_Extracted text_:
******

Sunday, November 9, 2008

How I Learned to Be a Man

My first lessons in how to be a man came from my Daddy. Be a man and you’ll always be OK he said.

He was a very patient man, tended toward passive-aggressiveness, but when the time came to act, he acted. He might have been slow to move, but when he moved, he was like a force of nature. And before he acted, he had a cold stare that could cut through steel. People left the room when they saw that stare. People would start running, start jumping off buildings if necessary. The only man I ever saw insult my Mother (called her a Jezebel) ended up on his backside with about 20 stitches decorating his face later that day.

I’ve grown up to be just like my Daddy. Better watch for that cold stare.

My next teacher was George C. Wallace. He taught us Alabamians that we didn’t have to take a backseat to anybody.

“Yankees don’t put their pants on a nail and run and jump in ‘em. They put their pants on one leg at a time just like we do,” he assured Alabama boys. I was so reassured by that, growing up being called a redneck and poor white trash.

The Guvnuh taught me about liberal arrogance---the pointed-headed pseudo-intellectuals who wanted to bus us all over creation and yet sent their own kids to private schools. The effete defeatists who wanted to cut and run in Viet Nam just like those who want to cut and run from Iraq today. Those Washington bureaucrats who trampled all over states rights, who didn’t understand what Palin calls “real Americans.”

There was my Uncle Elmo, who lived in a little community called Bankston in Fayette County. He taught me to always protect myself and my loved ones.

Uncle Elmo believed in self-sufficiency. He and Aunt Ruby had a huge garden. They could have lived a year on what they had canned. They could have fed the entire county supper.

Then there was Uncle Elmo’s munitions room. He had enough weaponry and ordinance to kill everybody in the county three times over.

“Sooner or later we might have to fight ‘em again, and I’m gonna be ready,” he said.

“You think so, Uncle Elmo?’ I asked him.

“Shoot, yeah,” he said, employing his favorite phrase.

I’ve already been to my local Pelham gun-seller to stock up (there was a long line as you can imagine). When Obamer comes around to confiscate my guns, I’ll go down fighting. When they take my rifle from me, like Chuck Heston said, my hands will be cold.

Having been taught how to be a man growing up, I think I’m ready for whatever comes. I’m not worried.

6 comments:

Charles Rose said...

This is exactly the conservative foolishness I detest. You, my friend, have drunk too much of the Rush Limbaugh flavored Kool-Aid. Next thing you will say is you are a "mavrik."

******

_Extracted information_:
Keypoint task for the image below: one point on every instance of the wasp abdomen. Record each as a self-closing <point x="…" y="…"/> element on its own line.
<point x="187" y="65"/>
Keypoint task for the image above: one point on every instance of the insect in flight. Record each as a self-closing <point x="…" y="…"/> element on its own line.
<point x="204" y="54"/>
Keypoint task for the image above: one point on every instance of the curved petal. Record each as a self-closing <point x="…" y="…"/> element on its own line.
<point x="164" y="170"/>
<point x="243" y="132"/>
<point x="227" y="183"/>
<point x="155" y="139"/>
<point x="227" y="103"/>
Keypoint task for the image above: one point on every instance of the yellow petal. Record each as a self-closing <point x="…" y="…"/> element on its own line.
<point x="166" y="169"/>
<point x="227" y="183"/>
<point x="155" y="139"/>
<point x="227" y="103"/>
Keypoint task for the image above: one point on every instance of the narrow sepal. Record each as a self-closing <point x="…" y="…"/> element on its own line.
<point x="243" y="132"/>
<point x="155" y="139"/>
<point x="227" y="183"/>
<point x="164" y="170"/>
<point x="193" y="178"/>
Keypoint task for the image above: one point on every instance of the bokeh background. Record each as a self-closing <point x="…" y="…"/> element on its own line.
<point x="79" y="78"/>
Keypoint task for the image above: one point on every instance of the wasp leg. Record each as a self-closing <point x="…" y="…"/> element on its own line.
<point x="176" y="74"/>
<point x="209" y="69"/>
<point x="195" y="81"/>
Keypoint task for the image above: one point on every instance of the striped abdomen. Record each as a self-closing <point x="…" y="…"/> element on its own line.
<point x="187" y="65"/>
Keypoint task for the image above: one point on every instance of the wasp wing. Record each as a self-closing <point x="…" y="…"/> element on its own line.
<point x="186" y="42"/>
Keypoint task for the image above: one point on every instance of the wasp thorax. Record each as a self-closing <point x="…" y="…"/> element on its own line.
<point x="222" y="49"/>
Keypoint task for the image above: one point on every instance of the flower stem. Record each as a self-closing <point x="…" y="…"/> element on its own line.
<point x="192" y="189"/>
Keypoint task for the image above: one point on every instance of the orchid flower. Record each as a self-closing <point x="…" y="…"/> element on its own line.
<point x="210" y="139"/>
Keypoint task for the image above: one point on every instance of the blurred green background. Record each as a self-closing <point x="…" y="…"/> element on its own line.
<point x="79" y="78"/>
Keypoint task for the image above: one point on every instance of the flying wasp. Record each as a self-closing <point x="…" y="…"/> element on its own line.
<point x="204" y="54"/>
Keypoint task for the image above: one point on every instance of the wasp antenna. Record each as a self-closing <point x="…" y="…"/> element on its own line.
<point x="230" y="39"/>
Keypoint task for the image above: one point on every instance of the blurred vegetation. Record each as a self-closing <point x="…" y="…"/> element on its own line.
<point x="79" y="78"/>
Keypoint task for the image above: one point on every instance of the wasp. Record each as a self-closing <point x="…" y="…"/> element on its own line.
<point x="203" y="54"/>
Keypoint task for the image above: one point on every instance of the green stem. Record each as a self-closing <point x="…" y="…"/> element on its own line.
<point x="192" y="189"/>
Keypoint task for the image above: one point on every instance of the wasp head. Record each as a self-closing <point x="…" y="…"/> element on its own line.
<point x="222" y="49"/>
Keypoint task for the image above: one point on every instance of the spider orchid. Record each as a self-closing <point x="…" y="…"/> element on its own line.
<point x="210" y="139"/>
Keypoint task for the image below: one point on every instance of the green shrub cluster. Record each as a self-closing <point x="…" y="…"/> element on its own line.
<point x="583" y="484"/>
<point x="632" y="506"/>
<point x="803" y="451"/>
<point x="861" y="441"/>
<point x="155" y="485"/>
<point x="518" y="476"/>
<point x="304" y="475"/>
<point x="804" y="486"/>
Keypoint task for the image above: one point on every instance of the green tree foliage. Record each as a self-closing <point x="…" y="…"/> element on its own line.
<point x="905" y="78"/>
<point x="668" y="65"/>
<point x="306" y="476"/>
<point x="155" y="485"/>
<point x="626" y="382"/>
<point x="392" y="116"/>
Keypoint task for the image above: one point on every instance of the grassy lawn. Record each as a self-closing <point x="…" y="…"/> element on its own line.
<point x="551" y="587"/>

******

_Brief 1_:
Transcribe the blog post on learning to be a man, everything from "He was a very" down to "backseat to anybody.".
_Brief 2_:
Answer these questions from the blog post on learning to be a man:
(a) What community did Uncle Elmo live in, and in which county?
(b) What did the only man the narrator ever saw insult the narrator's mother call her?
(c) Where did the narrator go to stock up?
_Brief 3_:
Carry the blog post on learning to be a man on from where it stops.

_Answer box 1_:
He was a very patient man, tended toward passive-aggressiveness, but when the time came to act, he acted. He might have been slow to move, but when he moved, he was like a force of nature. And before he acted, he had a cold stare that could cut through steel. People left the room when they saw that stare. People would start running, start jumping off buildings if necessary. The only man I ever saw insult my Mother (called her a Jezebel) ended up on his backside with about 20 stitches decorating his face later that day.

I’ve grown up to be just like my Daddy. Better watch for that cold stare.

My next teacher was George C. Wallace. He taught us Alabamians that we didn’t have to take a backseat to anybody.

_Answer box 2_:
(a) Bankston, in Fayette County.
(b) A Jezebel.
(c) The local Pelham gun-seller.

_Answer box 3_:
Anonymous said...

I think it is odd to admire a figure such as George Wallace, and I agree that fears of Obama assaulting the 2nd Amendment are overblown. But, my Dad is a fair minded thinker and reasonable man. I don't mean to start anything, but to call him foolish is ridiculous.

Charles Rose said...

My friend, I did not say your Dad is a fool; I said that his post is foolish.

If there is one thing I cannot tolerate, especially after 34 years as an educator, it is gun toting crazies. I am fed up with these people who think Democrats are out to round up their guns by the truckload. It is pure rubbish, and I will not stand for it. I hope this moose hunting simpleton Sarah Palin goes back to Alaska and never returns (she probably thinks her state is actually a continent, the idiot)!

If your Dad wants to buy up guns, then that is his business. But he is wasting his money if he thinks Obama aims to confiscate his guns.

Fred Hudson said...

Hey Freddy---Thanks for defending your dear old Dad.

Charles---Better safe than sorry. I'm loaded for moose AND for Obama's hacks if they show up. Like I said, my hands will be cold before anyone takes my guns.

Anonymous said...

Well, I do what I can.

What, however, is the purpose behind these Republican sentiments?

Fred Hudson said...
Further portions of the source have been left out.